▶ **PROBLEM**
Convert all of the lines below into a numbered list, dropping any blank lines.

▶ **DATA PROVIDED**
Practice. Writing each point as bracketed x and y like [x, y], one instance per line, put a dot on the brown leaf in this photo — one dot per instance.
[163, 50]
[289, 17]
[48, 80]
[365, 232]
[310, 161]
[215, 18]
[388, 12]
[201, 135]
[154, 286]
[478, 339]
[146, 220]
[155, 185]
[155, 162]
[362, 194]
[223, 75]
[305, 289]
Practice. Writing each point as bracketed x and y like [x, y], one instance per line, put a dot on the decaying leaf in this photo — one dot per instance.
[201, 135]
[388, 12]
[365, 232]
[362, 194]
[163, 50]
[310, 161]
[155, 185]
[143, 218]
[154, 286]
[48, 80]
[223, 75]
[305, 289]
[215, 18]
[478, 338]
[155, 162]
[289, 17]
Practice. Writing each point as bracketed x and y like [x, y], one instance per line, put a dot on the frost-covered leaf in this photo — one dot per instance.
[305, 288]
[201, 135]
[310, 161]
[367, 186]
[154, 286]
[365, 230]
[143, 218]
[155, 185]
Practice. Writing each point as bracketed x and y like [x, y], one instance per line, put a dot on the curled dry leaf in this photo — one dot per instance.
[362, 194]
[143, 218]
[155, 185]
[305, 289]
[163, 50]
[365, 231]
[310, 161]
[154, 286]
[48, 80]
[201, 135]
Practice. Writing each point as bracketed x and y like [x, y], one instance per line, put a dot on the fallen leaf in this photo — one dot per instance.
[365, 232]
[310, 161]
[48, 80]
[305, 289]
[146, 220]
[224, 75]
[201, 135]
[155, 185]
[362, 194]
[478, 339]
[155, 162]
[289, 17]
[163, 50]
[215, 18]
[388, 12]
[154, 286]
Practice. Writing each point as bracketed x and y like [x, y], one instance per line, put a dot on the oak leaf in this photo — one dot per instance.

▶ **REPLY TO THE TASK**
1. Practice. Writing each point as bracketed x and y like [x, y], one instance per line, put a dot on the brown leaf in this photo — one dot per instance.
2. [163, 50]
3. [289, 17]
4. [48, 80]
5. [365, 232]
6. [310, 161]
7. [215, 18]
8. [388, 12]
9. [201, 135]
10. [154, 286]
11. [478, 339]
12. [146, 220]
13. [155, 185]
14. [155, 162]
15. [362, 194]
16. [223, 75]
17. [305, 289]
18. Practice. Writing each point as bracketed x and y like [x, y], one instance per line, put a dot on the decaying leaf in this photo — one dot per instance.
19. [201, 135]
20. [388, 12]
21. [365, 232]
22. [362, 194]
23. [163, 50]
24. [310, 161]
25. [155, 185]
26. [143, 218]
27. [154, 286]
28. [48, 80]
29. [223, 75]
30. [305, 289]
31. [215, 18]
32. [478, 338]
33. [155, 162]
34. [289, 17]
35. Practice. Writing each point as bracketed x and y like [x, y], one instance per line, put a dot on the frost-covered leaf in this photo — one dot per instance.
36. [305, 288]
37. [201, 135]
38. [310, 161]
39. [367, 186]
40. [154, 286]
41. [365, 230]
42. [143, 218]
43. [155, 185]
44. Practice. Writing each point as bracketed x and y like [x, y], one instance per line, put a dot on the curled dry leaf in this photo — one dot per instance.
45. [362, 194]
46. [143, 218]
47. [155, 185]
48. [305, 289]
49. [163, 50]
50. [365, 231]
51. [310, 161]
52. [154, 286]
53. [48, 80]
54. [201, 135]
55. Practice. Writing each point as bracketed x and y like [x, y], one instance per line, put a dot on the fallen leaf in this photo — one dot per instance.
56. [365, 232]
57. [310, 161]
58. [48, 80]
59. [305, 289]
60. [146, 220]
61. [224, 75]
62. [201, 135]
63. [155, 185]
64. [362, 194]
65. [478, 339]
66. [155, 162]
67. [289, 17]
68. [163, 50]
69. [215, 18]
70. [388, 12]
71. [154, 286]
72. Practice. Writing each point as bracketed x and y like [x, y], one instance per line, put a dot on the oak leaf in this photo — one dot per instance.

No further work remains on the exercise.